◆ TASK DIRECTIONS: In the text on the Sleeping Buddha fetish below, what does the Greek novelty coin placed in the statue depict?

◆ EXTRACT PROVIDED:
Sleeping Buddha Fetish

In the Thai black arts (so-called “saiyasart”) it would be considered blasphemous to “load” a statue of the Buddha like this, but since it’s fairly common to do so in Santeria, Mexican brujeria, etc, I figured it would work fine for Hoodoo too – once a figure like the Buddha (or Jesus, for that matter) has been appropriated into another culture’s practice, he or she seems to just naturally operate under the different rules of that new context with no offense taken.

How to make a Sleeping Buddha hoodoo statue: Instructions

Anyway, what I did here was get an inexpensive bronze statue of the “Sleeping Buddha” and load the bottom with various sleep-inducing herbs & curios, including:

  • Chamomile
  • Hops
  • Catnip
  • Valerian
  • Lavender
  • A greek novelty coin depicting Hypnos, the god of sleep
  • A small sand-clock
  • a handcuff key (for some reason I like to put those in everything!)
  • Name paper and personal concerns (hair, nails, etc)

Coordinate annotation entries
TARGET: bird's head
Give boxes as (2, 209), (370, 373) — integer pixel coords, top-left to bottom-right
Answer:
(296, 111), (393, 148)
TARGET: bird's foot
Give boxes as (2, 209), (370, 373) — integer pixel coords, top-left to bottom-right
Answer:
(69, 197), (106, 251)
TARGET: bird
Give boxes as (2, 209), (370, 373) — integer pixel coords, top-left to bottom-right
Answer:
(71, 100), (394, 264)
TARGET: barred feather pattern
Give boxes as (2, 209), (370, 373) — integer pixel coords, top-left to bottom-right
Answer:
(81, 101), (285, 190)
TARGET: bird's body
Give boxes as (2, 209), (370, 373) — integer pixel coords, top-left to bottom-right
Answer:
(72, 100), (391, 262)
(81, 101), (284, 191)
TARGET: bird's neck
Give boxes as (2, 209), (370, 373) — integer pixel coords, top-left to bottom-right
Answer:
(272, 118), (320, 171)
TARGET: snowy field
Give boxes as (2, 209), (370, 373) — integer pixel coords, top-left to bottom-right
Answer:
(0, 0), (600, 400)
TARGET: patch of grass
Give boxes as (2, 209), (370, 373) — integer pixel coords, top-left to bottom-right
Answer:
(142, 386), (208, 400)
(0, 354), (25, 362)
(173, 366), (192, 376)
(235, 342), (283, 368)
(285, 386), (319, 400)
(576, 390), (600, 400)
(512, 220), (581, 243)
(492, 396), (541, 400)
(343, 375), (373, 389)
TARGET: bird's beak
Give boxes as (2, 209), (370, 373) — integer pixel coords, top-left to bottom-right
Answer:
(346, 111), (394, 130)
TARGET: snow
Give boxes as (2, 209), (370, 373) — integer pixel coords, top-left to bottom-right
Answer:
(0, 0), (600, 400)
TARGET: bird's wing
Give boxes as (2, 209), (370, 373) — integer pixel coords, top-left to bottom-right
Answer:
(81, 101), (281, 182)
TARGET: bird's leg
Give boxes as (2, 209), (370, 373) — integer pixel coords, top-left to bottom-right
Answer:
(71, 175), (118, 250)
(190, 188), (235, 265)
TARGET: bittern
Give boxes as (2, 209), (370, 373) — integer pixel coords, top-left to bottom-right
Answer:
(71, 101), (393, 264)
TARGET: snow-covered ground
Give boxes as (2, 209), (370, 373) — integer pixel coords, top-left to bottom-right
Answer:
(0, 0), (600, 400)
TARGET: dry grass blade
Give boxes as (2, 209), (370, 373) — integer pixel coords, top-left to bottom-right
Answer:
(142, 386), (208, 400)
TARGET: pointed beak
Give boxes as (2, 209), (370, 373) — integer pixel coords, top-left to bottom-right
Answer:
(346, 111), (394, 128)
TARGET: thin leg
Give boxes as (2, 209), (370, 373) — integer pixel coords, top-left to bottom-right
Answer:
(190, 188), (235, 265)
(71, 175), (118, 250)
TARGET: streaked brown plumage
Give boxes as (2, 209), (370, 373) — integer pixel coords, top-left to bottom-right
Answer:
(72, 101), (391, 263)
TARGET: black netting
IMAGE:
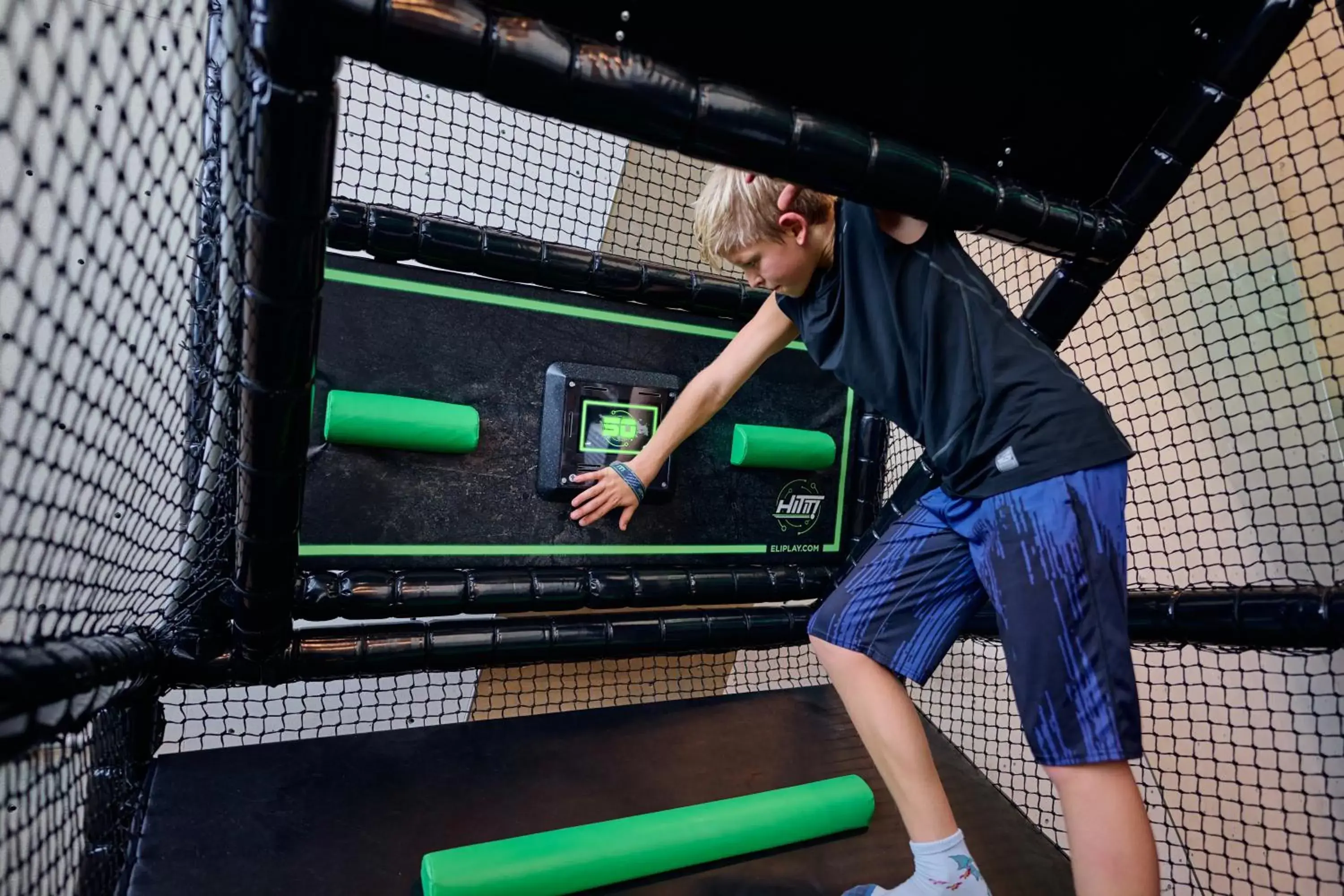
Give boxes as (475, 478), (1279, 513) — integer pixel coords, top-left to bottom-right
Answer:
(0, 0), (227, 896)
(0, 694), (156, 896)
(0, 0), (1344, 896)
(0, 0), (226, 642)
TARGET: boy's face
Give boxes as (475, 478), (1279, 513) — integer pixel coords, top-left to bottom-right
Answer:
(728, 214), (823, 296)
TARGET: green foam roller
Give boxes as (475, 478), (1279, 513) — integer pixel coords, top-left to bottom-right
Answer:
(421, 775), (874, 896)
(730, 423), (836, 470)
(323, 390), (481, 454)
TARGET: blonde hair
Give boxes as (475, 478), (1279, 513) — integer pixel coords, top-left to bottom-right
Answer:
(695, 165), (835, 269)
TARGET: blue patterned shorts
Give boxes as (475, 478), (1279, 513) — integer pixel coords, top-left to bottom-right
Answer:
(809, 461), (1141, 766)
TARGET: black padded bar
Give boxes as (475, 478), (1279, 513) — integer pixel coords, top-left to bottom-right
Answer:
(0, 634), (159, 762)
(181, 12), (227, 520)
(848, 398), (887, 549)
(327, 0), (1134, 261)
(839, 0), (1314, 579)
(1023, 0), (1314, 349)
(231, 0), (337, 661)
(294, 565), (831, 620)
(327, 199), (769, 321)
(179, 607), (812, 684)
(964, 586), (1344, 650)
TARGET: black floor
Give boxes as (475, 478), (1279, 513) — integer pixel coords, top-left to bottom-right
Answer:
(129, 686), (1073, 896)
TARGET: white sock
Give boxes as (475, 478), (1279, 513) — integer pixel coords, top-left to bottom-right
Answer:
(849, 830), (989, 896)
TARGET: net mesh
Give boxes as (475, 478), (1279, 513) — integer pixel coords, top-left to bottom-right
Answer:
(0, 0), (227, 896)
(0, 0), (1344, 896)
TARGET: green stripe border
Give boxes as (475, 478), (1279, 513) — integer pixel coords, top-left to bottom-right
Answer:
(298, 267), (853, 557)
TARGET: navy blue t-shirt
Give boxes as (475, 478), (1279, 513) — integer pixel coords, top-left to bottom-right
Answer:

◆ FULL RESPONSE: Hypnos, the god of sleep.